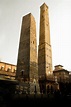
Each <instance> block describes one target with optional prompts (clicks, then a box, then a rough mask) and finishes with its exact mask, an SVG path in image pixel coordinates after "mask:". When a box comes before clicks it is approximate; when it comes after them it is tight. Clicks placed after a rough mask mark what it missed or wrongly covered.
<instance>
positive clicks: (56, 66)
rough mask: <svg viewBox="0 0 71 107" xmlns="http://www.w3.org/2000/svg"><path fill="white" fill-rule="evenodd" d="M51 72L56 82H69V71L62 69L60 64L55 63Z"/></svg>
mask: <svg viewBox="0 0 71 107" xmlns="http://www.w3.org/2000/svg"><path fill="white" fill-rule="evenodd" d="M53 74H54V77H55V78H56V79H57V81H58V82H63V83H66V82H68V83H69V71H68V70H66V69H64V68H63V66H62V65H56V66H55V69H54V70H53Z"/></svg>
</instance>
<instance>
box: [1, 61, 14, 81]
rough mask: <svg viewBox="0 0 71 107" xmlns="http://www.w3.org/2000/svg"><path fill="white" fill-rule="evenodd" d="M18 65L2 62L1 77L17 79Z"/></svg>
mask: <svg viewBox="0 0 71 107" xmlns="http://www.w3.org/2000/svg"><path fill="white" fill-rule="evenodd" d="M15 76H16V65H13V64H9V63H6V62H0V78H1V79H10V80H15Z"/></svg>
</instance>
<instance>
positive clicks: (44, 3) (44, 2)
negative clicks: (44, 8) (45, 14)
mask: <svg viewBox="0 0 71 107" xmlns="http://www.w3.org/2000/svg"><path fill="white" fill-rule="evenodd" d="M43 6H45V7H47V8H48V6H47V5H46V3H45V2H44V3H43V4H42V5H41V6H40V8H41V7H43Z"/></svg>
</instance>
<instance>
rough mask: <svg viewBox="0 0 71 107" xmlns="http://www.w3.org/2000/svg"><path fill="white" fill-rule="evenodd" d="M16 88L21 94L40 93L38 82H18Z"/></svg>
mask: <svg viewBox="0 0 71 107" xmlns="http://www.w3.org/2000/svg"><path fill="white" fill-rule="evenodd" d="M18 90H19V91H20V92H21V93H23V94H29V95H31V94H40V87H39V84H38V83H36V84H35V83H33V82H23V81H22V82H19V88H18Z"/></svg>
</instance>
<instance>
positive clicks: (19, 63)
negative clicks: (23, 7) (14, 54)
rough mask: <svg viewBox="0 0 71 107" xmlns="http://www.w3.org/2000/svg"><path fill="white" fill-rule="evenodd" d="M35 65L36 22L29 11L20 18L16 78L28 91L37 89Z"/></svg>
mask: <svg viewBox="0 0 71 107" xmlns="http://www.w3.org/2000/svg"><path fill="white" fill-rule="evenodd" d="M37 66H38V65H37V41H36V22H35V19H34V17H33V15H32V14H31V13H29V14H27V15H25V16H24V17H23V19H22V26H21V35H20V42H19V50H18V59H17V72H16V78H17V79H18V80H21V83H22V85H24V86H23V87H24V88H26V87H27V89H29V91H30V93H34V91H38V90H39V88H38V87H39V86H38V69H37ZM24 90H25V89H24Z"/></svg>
****************
# Work instruction
Could you write out, exactly, each line of the data above from the one containing "65L36 22L29 11L20" through the last, including both?

# Problem solution
rough mask: <svg viewBox="0 0 71 107" xmlns="http://www.w3.org/2000/svg"><path fill="white" fill-rule="evenodd" d="M35 65L36 22L29 11L20 18L16 78L28 91L37 89Z"/></svg>
mask: <svg viewBox="0 0 71 107" xmlns="http://www.w3.org/2000/svg"><path fill="white" fill-rule="evenodd" d="M37 66H38V65H37V41H36V22H35V19H34V17H33V15H32V14H31V13H29V14H27V15H25V16H24V17H23V19H22V26H21V35H20V42H19V50H18V59H17V72H16V78H17V79H18V80H21V83H22V85H24V86H23V87H24V88H26V87H27V89H29V91H30V93H34V91H38V90H39V88H38V87H39V86H38V69H37ZM24 90H25V89H24Z"/></svg>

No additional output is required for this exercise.